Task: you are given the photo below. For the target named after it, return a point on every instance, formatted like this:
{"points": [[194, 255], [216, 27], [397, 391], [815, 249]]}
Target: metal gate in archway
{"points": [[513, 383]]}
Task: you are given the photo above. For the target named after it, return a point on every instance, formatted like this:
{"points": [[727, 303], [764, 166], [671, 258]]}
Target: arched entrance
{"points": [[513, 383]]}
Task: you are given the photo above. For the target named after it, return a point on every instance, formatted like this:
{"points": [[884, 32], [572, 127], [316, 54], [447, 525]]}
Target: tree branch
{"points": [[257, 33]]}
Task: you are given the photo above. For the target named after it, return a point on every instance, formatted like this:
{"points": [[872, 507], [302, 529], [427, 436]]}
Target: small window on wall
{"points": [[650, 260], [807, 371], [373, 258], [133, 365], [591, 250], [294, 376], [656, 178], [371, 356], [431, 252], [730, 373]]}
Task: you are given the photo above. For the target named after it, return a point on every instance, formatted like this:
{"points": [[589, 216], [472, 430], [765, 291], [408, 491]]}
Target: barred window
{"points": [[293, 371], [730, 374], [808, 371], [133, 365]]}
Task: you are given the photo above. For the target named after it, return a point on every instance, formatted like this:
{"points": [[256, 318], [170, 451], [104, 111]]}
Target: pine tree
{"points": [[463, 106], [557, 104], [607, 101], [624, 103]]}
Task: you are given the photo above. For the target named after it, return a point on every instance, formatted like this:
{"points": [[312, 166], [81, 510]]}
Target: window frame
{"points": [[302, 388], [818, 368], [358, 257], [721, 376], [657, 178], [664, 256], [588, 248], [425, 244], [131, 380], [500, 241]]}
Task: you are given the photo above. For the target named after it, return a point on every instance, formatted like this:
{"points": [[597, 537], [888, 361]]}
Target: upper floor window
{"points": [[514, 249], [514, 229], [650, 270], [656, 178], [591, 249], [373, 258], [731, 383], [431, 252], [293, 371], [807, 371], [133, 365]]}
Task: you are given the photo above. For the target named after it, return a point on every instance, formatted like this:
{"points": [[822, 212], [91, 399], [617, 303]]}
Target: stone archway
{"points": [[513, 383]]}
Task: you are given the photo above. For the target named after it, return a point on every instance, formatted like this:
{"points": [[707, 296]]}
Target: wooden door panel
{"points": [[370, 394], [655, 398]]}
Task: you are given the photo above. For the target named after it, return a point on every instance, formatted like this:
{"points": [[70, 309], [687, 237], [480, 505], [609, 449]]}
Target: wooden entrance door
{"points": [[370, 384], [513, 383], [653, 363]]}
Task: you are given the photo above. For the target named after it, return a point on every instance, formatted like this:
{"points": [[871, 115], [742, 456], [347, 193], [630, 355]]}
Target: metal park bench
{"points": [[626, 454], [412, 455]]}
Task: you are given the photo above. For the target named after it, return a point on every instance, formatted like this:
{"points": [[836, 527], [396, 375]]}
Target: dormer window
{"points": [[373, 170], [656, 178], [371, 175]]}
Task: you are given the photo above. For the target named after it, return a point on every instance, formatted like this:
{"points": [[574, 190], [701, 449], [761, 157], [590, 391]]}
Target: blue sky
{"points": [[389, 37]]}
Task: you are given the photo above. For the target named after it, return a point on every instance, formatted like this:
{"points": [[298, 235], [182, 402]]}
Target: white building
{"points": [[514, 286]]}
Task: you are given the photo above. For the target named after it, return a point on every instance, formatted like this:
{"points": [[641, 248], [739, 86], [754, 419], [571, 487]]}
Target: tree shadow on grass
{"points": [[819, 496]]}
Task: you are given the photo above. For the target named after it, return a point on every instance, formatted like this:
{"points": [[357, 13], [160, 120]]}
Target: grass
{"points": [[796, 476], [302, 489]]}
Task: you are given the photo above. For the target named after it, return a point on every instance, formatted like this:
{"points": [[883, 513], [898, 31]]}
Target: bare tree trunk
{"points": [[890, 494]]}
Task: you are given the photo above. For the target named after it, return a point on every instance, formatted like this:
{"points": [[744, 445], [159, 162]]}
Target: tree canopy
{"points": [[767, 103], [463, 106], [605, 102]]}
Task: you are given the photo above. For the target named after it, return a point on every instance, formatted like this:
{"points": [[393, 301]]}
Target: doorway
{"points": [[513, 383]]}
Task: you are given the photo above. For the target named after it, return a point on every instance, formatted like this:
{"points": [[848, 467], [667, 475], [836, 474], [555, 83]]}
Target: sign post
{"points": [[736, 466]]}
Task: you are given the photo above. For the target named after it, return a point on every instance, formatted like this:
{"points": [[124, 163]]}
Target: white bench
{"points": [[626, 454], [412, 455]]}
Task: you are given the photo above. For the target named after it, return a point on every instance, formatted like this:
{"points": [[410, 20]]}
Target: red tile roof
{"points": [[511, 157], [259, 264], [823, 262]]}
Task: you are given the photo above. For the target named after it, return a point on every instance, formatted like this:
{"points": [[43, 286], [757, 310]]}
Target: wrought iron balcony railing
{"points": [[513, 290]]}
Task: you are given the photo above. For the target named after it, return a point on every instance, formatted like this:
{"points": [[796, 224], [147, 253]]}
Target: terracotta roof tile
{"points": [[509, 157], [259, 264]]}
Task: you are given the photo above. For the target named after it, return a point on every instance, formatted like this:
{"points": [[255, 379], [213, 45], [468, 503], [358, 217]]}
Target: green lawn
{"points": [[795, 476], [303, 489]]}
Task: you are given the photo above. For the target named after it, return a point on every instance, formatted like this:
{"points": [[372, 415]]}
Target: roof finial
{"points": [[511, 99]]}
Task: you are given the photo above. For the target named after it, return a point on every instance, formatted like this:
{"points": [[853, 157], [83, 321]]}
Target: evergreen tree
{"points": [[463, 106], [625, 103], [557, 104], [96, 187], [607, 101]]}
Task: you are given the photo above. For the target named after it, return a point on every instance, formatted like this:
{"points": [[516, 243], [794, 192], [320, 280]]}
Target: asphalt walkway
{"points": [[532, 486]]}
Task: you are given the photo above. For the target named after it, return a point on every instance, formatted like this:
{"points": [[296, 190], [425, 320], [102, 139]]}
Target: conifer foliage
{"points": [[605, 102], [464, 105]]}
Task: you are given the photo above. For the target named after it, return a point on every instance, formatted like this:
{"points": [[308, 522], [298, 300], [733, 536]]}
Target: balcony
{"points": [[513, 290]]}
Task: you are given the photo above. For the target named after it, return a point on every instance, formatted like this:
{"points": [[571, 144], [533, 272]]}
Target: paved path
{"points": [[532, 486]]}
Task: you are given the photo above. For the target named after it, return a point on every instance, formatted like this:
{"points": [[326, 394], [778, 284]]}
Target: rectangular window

GOAL OF THE EXERCISE: Extract each line of the entries above that contains the word "metal".

EXPECTED ANSWER:
Target: metal gate in archway
Target: metal park bench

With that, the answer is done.